[Data taken from a collection]
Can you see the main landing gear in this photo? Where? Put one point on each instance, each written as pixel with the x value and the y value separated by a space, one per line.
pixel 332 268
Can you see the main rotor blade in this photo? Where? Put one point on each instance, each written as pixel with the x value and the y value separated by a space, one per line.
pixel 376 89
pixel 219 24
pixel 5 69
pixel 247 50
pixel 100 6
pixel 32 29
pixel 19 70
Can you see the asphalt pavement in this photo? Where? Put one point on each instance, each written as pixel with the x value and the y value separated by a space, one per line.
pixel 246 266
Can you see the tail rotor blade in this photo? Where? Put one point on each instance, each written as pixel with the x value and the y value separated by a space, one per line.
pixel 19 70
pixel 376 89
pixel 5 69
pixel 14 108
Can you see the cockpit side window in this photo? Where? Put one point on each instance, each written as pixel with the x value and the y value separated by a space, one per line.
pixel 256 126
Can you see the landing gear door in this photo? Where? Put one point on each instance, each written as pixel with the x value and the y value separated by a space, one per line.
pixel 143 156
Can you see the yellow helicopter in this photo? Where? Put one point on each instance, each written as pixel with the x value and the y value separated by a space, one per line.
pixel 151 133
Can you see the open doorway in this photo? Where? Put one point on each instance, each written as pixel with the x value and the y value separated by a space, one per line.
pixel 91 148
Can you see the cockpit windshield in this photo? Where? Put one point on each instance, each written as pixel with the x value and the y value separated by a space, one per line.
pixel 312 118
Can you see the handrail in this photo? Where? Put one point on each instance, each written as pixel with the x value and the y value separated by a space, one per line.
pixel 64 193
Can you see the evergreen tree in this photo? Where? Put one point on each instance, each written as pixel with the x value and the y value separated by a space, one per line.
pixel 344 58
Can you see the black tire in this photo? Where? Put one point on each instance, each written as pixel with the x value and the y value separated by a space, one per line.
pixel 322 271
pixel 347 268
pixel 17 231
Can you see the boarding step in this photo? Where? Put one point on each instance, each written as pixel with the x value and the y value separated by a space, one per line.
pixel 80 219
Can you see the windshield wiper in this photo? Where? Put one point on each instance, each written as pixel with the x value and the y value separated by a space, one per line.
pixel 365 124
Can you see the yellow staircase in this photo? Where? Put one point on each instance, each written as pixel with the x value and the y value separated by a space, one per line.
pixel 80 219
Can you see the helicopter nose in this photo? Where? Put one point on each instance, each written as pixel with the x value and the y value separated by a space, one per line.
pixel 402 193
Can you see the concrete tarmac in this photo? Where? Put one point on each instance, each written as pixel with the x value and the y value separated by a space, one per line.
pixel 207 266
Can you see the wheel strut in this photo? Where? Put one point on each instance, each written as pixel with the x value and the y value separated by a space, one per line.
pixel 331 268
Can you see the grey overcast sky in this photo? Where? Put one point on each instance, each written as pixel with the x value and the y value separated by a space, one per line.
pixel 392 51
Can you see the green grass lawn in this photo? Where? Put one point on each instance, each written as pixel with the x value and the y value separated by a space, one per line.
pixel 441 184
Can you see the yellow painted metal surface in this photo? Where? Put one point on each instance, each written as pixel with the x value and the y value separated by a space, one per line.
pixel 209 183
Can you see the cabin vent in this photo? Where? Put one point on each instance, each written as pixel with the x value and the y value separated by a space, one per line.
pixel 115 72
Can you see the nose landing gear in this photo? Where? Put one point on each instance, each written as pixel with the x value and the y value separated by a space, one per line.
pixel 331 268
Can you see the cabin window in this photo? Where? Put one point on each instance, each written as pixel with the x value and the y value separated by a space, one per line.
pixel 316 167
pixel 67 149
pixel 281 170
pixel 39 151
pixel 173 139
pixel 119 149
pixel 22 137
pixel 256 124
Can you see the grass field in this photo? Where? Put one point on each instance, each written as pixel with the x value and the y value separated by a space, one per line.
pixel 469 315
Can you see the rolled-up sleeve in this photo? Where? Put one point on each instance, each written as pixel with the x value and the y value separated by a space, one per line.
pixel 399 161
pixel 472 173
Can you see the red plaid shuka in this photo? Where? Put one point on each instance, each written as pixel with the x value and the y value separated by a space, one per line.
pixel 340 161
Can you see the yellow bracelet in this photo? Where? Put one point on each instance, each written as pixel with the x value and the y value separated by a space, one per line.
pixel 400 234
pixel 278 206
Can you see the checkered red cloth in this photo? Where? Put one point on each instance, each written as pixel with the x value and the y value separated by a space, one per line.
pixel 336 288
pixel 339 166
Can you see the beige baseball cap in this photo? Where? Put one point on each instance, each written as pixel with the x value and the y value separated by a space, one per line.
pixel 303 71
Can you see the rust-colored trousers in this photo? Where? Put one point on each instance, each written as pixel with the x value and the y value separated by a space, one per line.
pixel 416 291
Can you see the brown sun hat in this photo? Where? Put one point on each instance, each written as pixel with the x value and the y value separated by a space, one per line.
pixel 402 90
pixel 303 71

== Exercise details ==
Copy out the lines above word for word, starting with the line that contains "Can you see the checkered" and continuing through the final line, both ends included.

== Task result ==
Can you see the checkered red cloth in this photo? Where? Put one point on each instance, each written as pixel with the x value and the y value separated by a space, one per line.
pixel 336 288
pixel 339 166
Can you see the beige baseball cap in this photo? Where? Put one point on each instance, each written as pixel with the x value and the y value separated by a space, one per line.
pixel 303 71
Can you see the rust-colored trousers in this photo? Where? Put one point on each instance, each written as pixel with the x value and the y value separated by a space, one per line.
pixel 416 291
Can you see the brown sun hat in this photo? Where? Put one point on each instance, each written as pixel with the x value and the y value separated by a space, one per line.
pixel 402 90
pixel 303 71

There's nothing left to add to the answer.